## Task
Restate each of the lines below word for word and drop every picture.

─── Provided data

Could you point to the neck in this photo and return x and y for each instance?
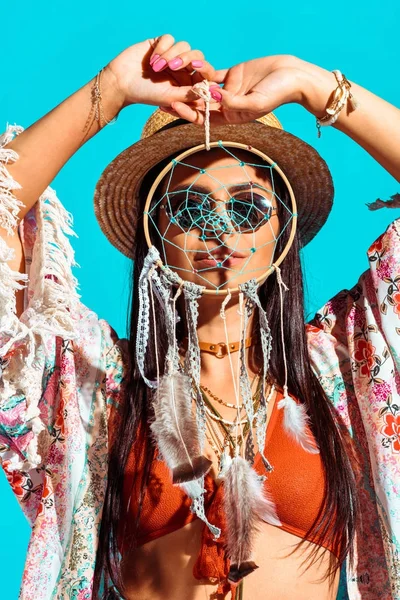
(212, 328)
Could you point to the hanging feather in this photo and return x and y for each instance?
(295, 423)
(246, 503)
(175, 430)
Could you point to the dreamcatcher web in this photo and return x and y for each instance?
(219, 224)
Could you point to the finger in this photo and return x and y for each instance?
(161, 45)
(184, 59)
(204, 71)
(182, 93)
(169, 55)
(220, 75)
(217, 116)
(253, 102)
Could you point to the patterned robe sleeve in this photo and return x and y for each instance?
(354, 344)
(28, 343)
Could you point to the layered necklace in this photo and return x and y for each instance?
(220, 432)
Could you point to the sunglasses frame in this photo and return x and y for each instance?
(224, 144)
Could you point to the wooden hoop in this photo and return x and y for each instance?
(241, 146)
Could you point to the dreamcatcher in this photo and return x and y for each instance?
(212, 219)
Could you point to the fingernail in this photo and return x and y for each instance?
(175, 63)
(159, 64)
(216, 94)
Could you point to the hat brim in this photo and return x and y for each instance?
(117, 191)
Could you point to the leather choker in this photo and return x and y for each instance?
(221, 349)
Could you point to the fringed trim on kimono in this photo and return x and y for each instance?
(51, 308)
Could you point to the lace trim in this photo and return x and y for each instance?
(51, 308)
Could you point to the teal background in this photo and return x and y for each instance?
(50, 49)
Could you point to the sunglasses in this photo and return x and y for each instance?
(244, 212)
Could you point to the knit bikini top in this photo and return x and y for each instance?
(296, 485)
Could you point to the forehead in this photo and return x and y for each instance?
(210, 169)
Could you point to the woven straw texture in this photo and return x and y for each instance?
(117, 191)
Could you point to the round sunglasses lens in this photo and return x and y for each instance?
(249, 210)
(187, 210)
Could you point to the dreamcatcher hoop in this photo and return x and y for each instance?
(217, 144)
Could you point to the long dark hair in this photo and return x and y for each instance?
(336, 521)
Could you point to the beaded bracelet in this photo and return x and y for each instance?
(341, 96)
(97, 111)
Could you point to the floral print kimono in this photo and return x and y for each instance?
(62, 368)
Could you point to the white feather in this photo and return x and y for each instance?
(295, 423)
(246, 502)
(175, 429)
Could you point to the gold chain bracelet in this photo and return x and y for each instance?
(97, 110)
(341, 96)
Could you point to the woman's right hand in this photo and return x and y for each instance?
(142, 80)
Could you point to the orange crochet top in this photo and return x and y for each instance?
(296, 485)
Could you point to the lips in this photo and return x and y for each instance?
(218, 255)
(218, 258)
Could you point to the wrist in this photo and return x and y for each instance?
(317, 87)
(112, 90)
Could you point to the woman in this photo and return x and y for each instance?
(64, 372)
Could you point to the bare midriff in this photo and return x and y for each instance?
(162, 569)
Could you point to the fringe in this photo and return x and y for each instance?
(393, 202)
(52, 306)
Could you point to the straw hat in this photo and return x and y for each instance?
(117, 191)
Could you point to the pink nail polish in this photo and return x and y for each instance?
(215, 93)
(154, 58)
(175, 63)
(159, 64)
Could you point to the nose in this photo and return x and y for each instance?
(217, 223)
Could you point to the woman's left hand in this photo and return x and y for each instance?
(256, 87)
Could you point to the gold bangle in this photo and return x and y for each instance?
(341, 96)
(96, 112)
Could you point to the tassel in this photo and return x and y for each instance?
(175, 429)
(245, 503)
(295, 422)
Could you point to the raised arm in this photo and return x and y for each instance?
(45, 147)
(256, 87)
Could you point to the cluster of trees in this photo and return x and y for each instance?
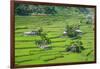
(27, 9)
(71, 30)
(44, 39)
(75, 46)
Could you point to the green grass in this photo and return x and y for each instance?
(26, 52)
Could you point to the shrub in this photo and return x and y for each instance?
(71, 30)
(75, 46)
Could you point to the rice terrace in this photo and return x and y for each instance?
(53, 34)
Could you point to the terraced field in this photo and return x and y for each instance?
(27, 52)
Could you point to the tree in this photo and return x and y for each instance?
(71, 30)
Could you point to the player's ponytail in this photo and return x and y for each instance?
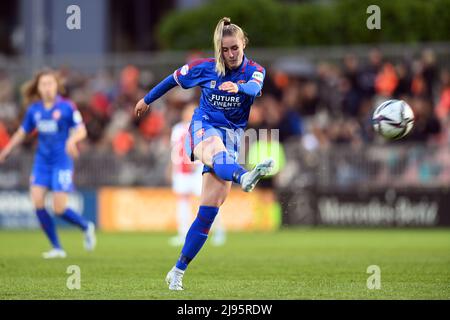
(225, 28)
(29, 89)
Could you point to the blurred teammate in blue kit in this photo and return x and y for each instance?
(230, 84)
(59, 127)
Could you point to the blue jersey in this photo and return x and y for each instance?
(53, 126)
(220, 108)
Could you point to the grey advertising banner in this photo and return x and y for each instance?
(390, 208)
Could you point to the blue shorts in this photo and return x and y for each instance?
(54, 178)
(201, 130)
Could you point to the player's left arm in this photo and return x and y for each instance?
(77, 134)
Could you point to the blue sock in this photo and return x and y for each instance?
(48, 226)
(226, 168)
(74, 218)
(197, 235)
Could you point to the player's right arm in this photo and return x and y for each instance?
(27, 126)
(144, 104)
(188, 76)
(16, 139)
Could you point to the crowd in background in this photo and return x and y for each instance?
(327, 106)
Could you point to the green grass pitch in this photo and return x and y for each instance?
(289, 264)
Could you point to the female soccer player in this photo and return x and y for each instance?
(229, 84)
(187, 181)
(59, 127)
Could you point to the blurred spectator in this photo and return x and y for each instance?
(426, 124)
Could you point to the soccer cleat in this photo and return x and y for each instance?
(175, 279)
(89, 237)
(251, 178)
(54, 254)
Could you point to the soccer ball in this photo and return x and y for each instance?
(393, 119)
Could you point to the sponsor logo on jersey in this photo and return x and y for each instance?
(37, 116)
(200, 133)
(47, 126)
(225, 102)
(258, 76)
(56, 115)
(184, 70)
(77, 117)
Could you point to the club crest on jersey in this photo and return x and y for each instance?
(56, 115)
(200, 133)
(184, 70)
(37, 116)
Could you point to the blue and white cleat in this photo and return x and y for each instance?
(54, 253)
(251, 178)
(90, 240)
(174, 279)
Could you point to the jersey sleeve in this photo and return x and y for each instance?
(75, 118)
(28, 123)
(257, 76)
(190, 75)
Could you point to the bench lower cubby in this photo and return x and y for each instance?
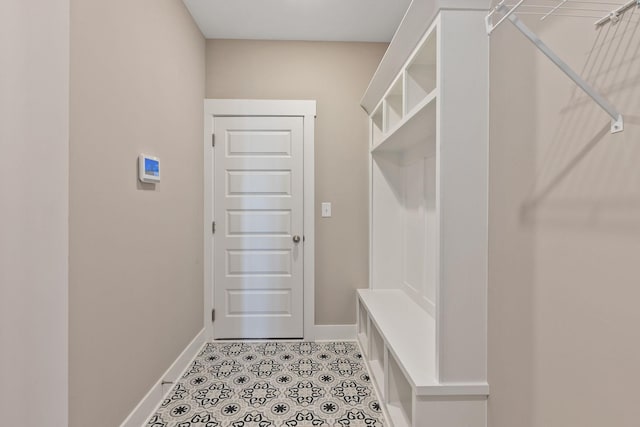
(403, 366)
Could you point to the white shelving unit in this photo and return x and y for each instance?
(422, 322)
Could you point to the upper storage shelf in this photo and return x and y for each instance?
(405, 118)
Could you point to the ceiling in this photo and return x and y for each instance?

──────

## Correct result
Could you point to the neck in this photo and return x and y for each instance?
(212, 328)
Could you point to the hanging feather in this photo and return x and y for each instance?
(295, 423)
(246, 503)
(175, 430)
Could you point to the dreamcatcher web in this photo and return x and y for each instance?
(219, 224)
Could you point to the finger in this photo and return x and y for each instance?
(161, 45)
(184, 59)
(204, 71)
(182, 93)
(169, 55)
(220, 75)
(217, 116)
(253, 102)
Could you point to the patterned robe sleeve in this photo and return x and y for each instance?
(354, 344)
(28, 343)
Could you point to the layered necklace in this photo and return x and y for each instance?
(220, 432)
Could you point to the sunglasses frame in this photo and return x and y for each instance?
(224, 144)
Could you point to the wooden hoop in this photo and return x and y for each instance?
(241, 146)
Could you point to the dreamcatcher in this photo and return x and y for each instance?
(212, 219)
Could you point to the fingernail in this photo and return x and y for each instance?
(175, 63)
(159, 64)
(216, 94)
Could you point to the hat brim in this photo and return x and y for each instance?
(117, 191)
Could you point to the leather choker in this photo and return x and y for each instance?
(221, 349)
Could you point to the fringed trim on kimono in this photo and return x and y for each instance?
(51, 308)
Could you point to the lace trim in this photo and return x and y for each instance?
(51, 308)
Could you point to the teal background in this photo and return x and y for each instance?
(50, 49)
Could you point to the sunglasses in this photo and return x and y for each instance?
(244, 212)
Could you point to the knit bikini top in this photo and return x and y for each instance?
(296, 485)
Could you point to the forehead in this photo and return x and y for each instance?
(210, 169)
Could you point to the woven straw texture in this photo and return x and y for each instance?
(117, 191)
Could you point to the round sunglasses lens in this photo and return x and y for each instance?
(249, 210)
(187, 210)
Could you point to the dreamcatcher hoop in this photo and return x and y for each instance?
(217, 144)
Could you point to the long dark hair in this photo and return x and y for each instance?
(336, 521)
Could you point to the beaded bracelet in this photo and return x and y for each instance?
(341, 96)
(97, 111)
Could you point to the floral print kimono in this photo and return x and y for each instance?
(62, 368)
Could you point to the white feather in this photo and return x and y for each instance?
(295, 423)
(246, 502)
(175, 429)
Could you point to the gold chain bracelet in this photo and return x and y for each instance?
(97, 110)
(341, 96)
Could you point to the woman's right hand in this photo and return x and y for each instance?
(142, 80)
Could you point to the orange crochet top in this photo and return x and y for each instance?
(296, 485)
Could you point to the lips in this photo and return x and y for each instance?
(218, 255)
(218, 258)
Could you point to the wrist in this photo and return x and y for each instance?
(317, 87)
(112, 90)
Could you point to the woman in this photo and return x and y for each instance?
(64, 372)
Could you point to the bare midriff in this photo and return x and y for each instance?
(162, 569)
Could you point to the fringe in this photo and return x and y for each instance?
(393, 202)
(52, 306)
Could you point to the straw hat in this photo and return x and y for each instance?
(117, 191)
Could you point to the pink nail polish in this photo and return x and y for each instance?
(215, 93)
(154, 58)
(175, 63)
(159, 64)
Could you point to the nose in this photo and return x and y for each instance?
(217, 223)
Could you point to the woman's left hand in this photo and return x and y for each instance?
(256, 87)
Could you point to the gold bangle in this photo and return x and y for each instance?
(341, 96)
(96, 112)
Could you point to the tassel in this photo and return x and y for each instance?
(175, 429)
(245, 503)
(295, 422)
Could you point to the raised arm in this photo and return x and y for each instance?
(45, 147)
(256, 87)
Could you point to the cluster of trees in this photo and return x and y for each instance?
(27, 9)
(71, 30)
(44, 39)
(75, 46)
Could you point to the green grass in this photo and return x and y for each instance?
(26, 52)
Could you point to the shrub in this photo and return x and y for each instance?
(71, 30)
(75, 46)
Could you point to the rice terrace in this photo and return x and y for each instance?
(53, 34)
Could you point to the terraced field in this photo and return x and y for each instance?
(27, 52)
Could you point to the tree in this photo and return x and y for each instance?
(71, 30)
Could you point to the player's ponytail in this photo and return x and y for each instance?
(225, 28)
(29, 89)
Could you point to the blurred teammate in blue kit in this photo and return x and y for each instance?
(230, 84)
(59, 127)
Could you point to the blue jersey in this photo and return x and y for each instance?
(53, 126)
(220, 108)
Could you point to the grey advertising banner in this photo and return x and y for each instance?
(390, 208)
Could you point to the blue shorts in this photo and return x and y for each instance?
(54, 178)
(201, 130)
Could you point to the player's left arm in this photo and return x and y for each instance?
(77, 134)
Could you point to the blue sock in this photo and return x and y for each instance?
(48, 226)
(226, 168)
(74, 218)
(197, 235)
Could you point to the player's right arm in this photo and return x and y for each instance?
(27, 126)
(144, 104)
(188, 76)
(16, 139)
Could you point to the crowd in background in this photo and return x and y for each instance?
(327, 106)
Could you point to the green grass pitch in this photo and return x and y for each instance?
(289, 264)
Could you point to the female soccer player in this photo and return x and y for each instance?
(229, 84)
(187, 181)
(59, 127)
Could you point to the blurred spectator in this photo and return x and y for each instance?
(426, 124)
Could you point to the soccer cleat in this photo and return x and y for each instance?
(175, 279)
(89, 237)
(251, 178)
(54, 254)
Could you point to the soccer ball in this photo and return x and y for each instance?
(393, 119)
Could you point to the sponsor logo on jersey in this photo and return x and y for each instance?
(37, 116)
(200, 133)
(47, 126)
(225, 102)
(258, 76)
(56, 115)
(184, 70)
(77, 117)
Could you point to the club crest on jersey in this photo and return x and y for each instance?
(56, 115)
(200, 133)
(184, 70)
(37, 116)
Could you point to the blue and white cleat in this photo and return x and y for each instance?
(54, 253)
(251, 178)
(90, 240)
(174, 279)
Could you point to the jersey sleeve in this photo and return x and y for each instance?
(75, 118)
(28, 123)
(257, 76)
(190, 75)
Could you point to the bench lower cubby in this photo and return x and y for each instance?
(403, 366)
Could you point to the white shelving unit in this photo and return x and y for each instance?
(422, 322)
Could you point to the upper storage shelf in this photo and return x and y for each instance?
(405, 118)
Could you point to the ceiling in this photo and return x and y for each instance?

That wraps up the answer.